> [WRITTEN REQUEST A]:
Give the number of lines in the rows that contain the string "marching", and nothing else.

Trying to write a blog at the moment that does not involve Donald Trump is like trying to go cold turkey. An orgy of executive orders, immigration bans, unsavoury political appointments and sackings of those who dare to say boo to The Donald’s goose have all offered a smorgasbord of political skag to those inclined to comment.

Whilst not quite adopting the lengths of Trainspotting’s Renton to escape Trump’s junk by barricading myself into my hovel of a bedroom with various life affirming provisions, my anxiety is palpable. It’s huuuuuuge. It really is. Believe me folks. It is. I’m telling you. Huuuuuuge. Aaaahhhhhhhh, Trump’s junk, Trump’s junk…

My methadone has come in the form of a story about a lawyer (I’ll call him City Bloke as an ex rower, public school boy and owner of a £900,000 detached house according to Mail Online, as if such details have any relevance whatsoever) who has just been convicted of “racially aggravated assault” and “sexual assault”.  City Bloke’s crimes include pouring beer over an Australian girl, calling her a slut and slapping her bum at a Christmas party in 2015. So basically some bell-end in a chalk stripe has got shitfaced, made a twat of himself and sex pested a girl who was already known to him. I can only imagine the utter misery of his ongoing psychological hangover.

Mail Online reports, in a familiar pique of self-righteous indignation, that City Bloke was “spared jail” but given a 12 month community order and had to sign the sex offenders register. He was also sacked by his erstwhile employer and may be prevented from practising law again. Various comments from Mail Online Man include such gems as: “Ponsey rich boy can’t take no for an answer”, “It seems amazing what people who went to the right school can get away with when you know someone who went to a comprehensive would have received much worse punishment”, and, my personal fave, “Henry has stopped saying hooray”. In the Mail’s court of public opinion, very few have focused on facts or contextual objectivity, preferring instead to mete out prescriptive justice through inverse snobbery. He’s “rich” so he deserves everything that’s coming to him. Pathetic.

(At this point, I would just like to flag that I in no way condone pouring beer over a girl, especially an Australian girl. It would be a terrible waste of ale and an Australian just wouldn’t appreciate the irony of being doused in hoppy throat charmer at room temperature.)

Beer wastage does not concern me. What does, amongst many aspects of this case, is when exactly did “Australian” constitute a race? The lawyers amongst you will no doubt split this hair and point out that under UK law, the term “racially” constitutes any term of ethnicity or nationality. Smart-arses. Ok, fine. I’ll put it another way. Why exactly did the guardians and arbiters of our law choose to invoke such a loaded and pejorative verdict to describe some vernacular that is no more than somewhere between bloody rude and rank offensive? Isn’t living in a world that is perpetually at the mercy of genuine “racial aggravation” sufficient, without exacerbating it by perverting the line between what is indisputable and the politically correct agenda of judicial interpretations like this?

> [RECORDS PROVIDED]:
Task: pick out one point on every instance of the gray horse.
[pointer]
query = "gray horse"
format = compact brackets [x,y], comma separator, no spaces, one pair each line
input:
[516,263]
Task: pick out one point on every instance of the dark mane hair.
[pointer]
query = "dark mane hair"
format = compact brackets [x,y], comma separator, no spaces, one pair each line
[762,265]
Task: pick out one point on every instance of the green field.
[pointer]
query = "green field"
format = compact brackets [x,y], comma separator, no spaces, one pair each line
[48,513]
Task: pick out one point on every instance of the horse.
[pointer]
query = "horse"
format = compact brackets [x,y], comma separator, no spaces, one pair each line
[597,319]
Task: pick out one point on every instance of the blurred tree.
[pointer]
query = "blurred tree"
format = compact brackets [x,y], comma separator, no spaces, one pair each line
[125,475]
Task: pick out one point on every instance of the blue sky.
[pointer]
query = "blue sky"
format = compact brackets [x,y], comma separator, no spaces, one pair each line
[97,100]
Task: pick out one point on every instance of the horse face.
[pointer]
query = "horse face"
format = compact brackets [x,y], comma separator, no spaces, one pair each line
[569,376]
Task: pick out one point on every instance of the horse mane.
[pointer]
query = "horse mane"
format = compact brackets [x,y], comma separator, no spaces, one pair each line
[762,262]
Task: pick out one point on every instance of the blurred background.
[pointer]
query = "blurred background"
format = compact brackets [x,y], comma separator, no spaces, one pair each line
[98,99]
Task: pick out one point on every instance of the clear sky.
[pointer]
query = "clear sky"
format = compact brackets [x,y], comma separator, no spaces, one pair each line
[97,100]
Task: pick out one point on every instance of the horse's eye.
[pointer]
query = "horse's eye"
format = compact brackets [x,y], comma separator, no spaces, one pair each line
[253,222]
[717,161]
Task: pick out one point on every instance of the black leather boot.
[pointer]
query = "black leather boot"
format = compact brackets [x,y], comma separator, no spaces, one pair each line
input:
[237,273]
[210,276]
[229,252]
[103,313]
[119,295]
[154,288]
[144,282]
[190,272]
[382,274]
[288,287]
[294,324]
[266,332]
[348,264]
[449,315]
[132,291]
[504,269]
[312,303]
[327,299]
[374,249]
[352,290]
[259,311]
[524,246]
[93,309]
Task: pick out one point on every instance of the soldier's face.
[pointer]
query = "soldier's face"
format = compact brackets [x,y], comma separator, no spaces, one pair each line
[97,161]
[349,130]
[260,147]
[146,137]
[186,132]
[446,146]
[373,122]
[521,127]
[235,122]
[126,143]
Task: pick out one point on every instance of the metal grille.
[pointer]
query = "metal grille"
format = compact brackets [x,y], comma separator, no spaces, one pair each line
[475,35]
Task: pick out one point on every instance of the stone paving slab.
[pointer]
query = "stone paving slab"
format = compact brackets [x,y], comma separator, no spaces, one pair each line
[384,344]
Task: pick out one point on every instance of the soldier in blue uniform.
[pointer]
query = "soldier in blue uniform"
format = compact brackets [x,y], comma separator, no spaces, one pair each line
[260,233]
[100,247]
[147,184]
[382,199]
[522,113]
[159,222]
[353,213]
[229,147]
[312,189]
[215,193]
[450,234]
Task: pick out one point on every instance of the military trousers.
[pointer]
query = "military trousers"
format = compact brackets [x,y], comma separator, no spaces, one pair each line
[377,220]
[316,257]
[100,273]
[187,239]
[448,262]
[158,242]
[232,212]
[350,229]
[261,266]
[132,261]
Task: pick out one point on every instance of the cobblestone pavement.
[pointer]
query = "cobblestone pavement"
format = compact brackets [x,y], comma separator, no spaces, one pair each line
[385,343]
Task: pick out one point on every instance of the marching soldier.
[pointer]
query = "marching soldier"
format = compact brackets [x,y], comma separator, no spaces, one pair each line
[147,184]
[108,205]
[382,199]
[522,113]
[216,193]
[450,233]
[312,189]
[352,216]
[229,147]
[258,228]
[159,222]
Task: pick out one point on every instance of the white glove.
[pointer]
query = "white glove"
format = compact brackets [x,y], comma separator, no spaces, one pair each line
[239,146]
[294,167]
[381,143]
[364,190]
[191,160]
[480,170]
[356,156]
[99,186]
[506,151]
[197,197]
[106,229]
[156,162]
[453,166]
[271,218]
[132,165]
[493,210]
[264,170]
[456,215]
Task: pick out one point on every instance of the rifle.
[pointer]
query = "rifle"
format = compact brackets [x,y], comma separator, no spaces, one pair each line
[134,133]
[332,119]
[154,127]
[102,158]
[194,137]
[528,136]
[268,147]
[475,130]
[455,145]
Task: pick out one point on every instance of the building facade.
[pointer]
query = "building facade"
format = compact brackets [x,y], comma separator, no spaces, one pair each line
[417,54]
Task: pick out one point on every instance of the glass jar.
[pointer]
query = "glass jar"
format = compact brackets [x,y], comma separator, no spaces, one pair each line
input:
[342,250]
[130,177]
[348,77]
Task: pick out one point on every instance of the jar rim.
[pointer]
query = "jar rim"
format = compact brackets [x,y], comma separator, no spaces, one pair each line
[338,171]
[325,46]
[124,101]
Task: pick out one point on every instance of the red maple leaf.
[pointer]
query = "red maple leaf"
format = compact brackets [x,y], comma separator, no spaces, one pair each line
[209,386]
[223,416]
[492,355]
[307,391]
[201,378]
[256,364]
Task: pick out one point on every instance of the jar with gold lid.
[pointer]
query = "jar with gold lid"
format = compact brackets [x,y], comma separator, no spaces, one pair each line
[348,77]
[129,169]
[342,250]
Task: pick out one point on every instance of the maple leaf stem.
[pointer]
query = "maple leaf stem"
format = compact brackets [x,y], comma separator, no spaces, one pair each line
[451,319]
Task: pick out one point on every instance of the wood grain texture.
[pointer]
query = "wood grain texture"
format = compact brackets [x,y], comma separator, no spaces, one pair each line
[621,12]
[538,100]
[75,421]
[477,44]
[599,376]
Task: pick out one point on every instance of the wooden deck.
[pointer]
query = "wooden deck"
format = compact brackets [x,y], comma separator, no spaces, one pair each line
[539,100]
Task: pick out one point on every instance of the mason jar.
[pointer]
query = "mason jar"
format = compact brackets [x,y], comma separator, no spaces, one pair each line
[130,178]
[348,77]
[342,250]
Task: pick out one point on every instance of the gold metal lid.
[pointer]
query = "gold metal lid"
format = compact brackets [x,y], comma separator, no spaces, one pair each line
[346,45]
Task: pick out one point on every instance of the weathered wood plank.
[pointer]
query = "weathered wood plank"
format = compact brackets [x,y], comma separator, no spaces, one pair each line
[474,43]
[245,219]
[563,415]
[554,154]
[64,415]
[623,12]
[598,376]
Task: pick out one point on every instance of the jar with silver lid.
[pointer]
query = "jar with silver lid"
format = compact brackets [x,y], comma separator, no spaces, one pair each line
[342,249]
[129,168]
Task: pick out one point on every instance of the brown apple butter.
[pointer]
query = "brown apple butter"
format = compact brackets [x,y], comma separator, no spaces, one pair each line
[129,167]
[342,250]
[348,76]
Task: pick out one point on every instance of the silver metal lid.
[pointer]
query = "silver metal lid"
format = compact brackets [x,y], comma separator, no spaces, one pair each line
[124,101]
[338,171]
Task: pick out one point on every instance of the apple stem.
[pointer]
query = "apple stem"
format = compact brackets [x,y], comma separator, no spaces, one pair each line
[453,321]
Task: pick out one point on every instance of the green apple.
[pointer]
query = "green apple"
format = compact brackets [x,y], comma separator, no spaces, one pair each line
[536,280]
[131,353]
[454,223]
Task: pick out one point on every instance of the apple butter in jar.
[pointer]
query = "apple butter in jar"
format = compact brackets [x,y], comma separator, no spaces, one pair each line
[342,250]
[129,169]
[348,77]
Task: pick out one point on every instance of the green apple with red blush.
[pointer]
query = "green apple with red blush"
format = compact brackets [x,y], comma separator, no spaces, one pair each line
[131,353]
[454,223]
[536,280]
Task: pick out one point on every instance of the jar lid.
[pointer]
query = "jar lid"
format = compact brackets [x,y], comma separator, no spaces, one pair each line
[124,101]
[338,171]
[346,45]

> [WRITTEN REQUEST B]:
Write what comes next in the blog post about the City lawyer's assault conviction, picking up after its final sentence.

> [FINAL RESULT A]:
2

> [FINAL RESULT B]:
As to the count of sexual assault, the water gets a little choppier. Pulling up the girl’s skirt and slapping her rump “about five times” (intriguing imprecision) is not good form on any level of understatement. And following her into the girls’ loo (to apologise apparently) is an action of the alcoholically misjudged, verging on the creepy-creepy-rape-rape. But “sexual assault”? Is it? Really? It’s inappropriate, demeaning, humiliating and wrong for sure. Punching somebody in the face is assault. Rape or attempted rape is sexual assault. Are we now saying that the slapping of a girl’s bum (once the original cliché of relatively harmless impropriety as popularised by the Carry On slapstick) is now labelled in the same breath as universally abhorrent and unequivocally criminal sex crimes?

Alumni of the sex offenders register include some of society’s worst scumbags. They are all rightly tarred with the same brush of deviancy and pariah. Their crimes would render a smacked arse as welcome as a greeting from Bridget Jones’s favourite Uncle Geoffrey. City Bloke is now smeared with that brush. Whatever happened to the principle of proportionality?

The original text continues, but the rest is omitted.